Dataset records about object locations
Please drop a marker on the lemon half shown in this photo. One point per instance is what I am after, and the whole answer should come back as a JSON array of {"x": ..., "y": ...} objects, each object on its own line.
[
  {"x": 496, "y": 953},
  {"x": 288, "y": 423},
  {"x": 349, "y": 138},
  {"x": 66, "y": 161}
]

* _TASK OBJECTIVE_
Can you write out the records again, switching "lemon half" to "lime half" and leaving everything else unchanged?

* _THE SOLUTION_
Please drop a marker on the lime half shown in this photo. One point per instance is what I am after, and the whole answer should come back as a JSON array of {"x": ..., "y": ...} objects, each object on its own line.
[
  {"x": 496, "y": 953},
  {"x": 288, "y": 423},
  {"x": 349, "y": 138},
  {"x": 66, "y": 161}
]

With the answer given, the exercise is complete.